Extracted data ▸
────

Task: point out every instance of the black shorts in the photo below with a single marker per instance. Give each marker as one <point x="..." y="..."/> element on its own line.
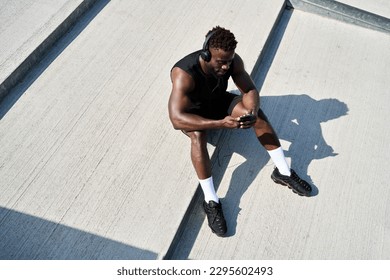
<point x="217" y="108"/>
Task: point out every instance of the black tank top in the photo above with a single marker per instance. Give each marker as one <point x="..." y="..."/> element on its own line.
<point x="207" y="87"/>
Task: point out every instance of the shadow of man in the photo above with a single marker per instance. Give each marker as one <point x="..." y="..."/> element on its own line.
<point x="296" y="119"/>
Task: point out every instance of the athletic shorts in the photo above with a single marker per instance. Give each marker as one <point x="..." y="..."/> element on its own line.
<point x="217" y="108"/>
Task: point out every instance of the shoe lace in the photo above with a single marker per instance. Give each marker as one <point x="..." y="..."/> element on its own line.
<point x="301" y="182"/>
<point x="216" y="215"/>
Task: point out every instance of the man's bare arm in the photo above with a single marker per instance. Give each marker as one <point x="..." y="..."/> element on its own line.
<point x="182" y="83"/>
<point x="245" y="84"/>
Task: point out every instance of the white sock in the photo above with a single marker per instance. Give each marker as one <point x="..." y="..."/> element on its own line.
<point x="279" y="160"/>
<point x="208" y="190"/>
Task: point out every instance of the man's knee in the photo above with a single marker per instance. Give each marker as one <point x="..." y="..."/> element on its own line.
<point x="197" y="137"/>
<point x="262" y="116"/>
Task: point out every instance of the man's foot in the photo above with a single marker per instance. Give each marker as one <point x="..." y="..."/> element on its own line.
<point x="295" y="183"/>
<point x="215" y="217"/>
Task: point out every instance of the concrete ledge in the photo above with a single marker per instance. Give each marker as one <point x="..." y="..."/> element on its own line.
<point x="343" y="12"/>
<point x="12" y="76"/>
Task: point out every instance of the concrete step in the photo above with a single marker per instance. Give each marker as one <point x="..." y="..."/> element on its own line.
<point x="369" y="14"/>
<point x="91" y="167"/>
<point x="28" y="29"/>
<point x="325" y="90"/>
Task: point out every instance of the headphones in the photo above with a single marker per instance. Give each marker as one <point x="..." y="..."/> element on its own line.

────

Prompt ▸ Please copy every line of the records above word for word, leaving out the pictures.

Task output ▸
Task: point out every instance of the black shorts in the photo below with a single marker per instance. Give each marker as one <point x="..." y="..."/> element on its own line.
<point x="217" y="108"/>
Task: point out every instance of the black tank top in the photo above with a single marker per instance. Give each marker as one <point x="..." y="..."/> element on its own line.
<point x="207" y="87"/>
Task: point out every instance of the shadow of man in the photo above with a single marker per instance. Give each marker as one <point x="..." y="..."/> element on its own line.
<point x="296" y="119"/>
Task: point out every instance of the athletic shorts in the photo above with a single marker per instance. Give each marker as one <point x="..." y="..."/> element on its own line.
<point x="217" y="108"/>
Task: point out every instance of the shoe lace in the photo above with a single marker per instance. Give each marker as one <point x="..." y="..."/> element on its own line.
<point x="301" y="182"/>
<point x="216" y="215"/>
Task: point out every instance of the man's bare arm in the photo above with a single marker per instance. Give each marker as one <point x="..." y="..."/> element on its own line.
<point x="182" y="83"/>
<point x="245" y="84"/>
Task: point out every instance of the white sock in the photo above with a single marker per instance. Give each marker as one <point x="..." y="..."/> element on its own line.
<point x="279" y="160"/>
<point x="208" y="190"/>
Task: point out every instance of the man's knee in the photo above with a single marker per instance. Give each marker as one <point x="..." y="..."/> element on its own line.
<point x="197" y="137"/>
<point x="262" y="116"/>
Task: point out every instance of the man's foot in the photo above with a single marker per instance. Give each marker as one <point x="..." y="..."/> element on its own line.
<point x="295" y="183"/>
<point x="215" y="217"/>
Task: point out every instance of the concrete ledge in the photo above with a single marker per instance. Give each marker as one <point x="..." y="..."/> element on its own line.
<point x="343" y="12"/>
<point x="12" y="76"/>
Task: point out every instance of the concrete step in the photo above with a single marker per instance. Give each marker as one <point x="..." y="..."/> element on its own line.
<point x="369" y="14"/>
<point x="91" y="167"/>
<point x="28" y="29"/>
<point x="325" y="90"/>
Task: point out every instance of the headphones in the photo above with a single marker per instance. Give each marker as one <point x="..." y="..."/> element on its own line.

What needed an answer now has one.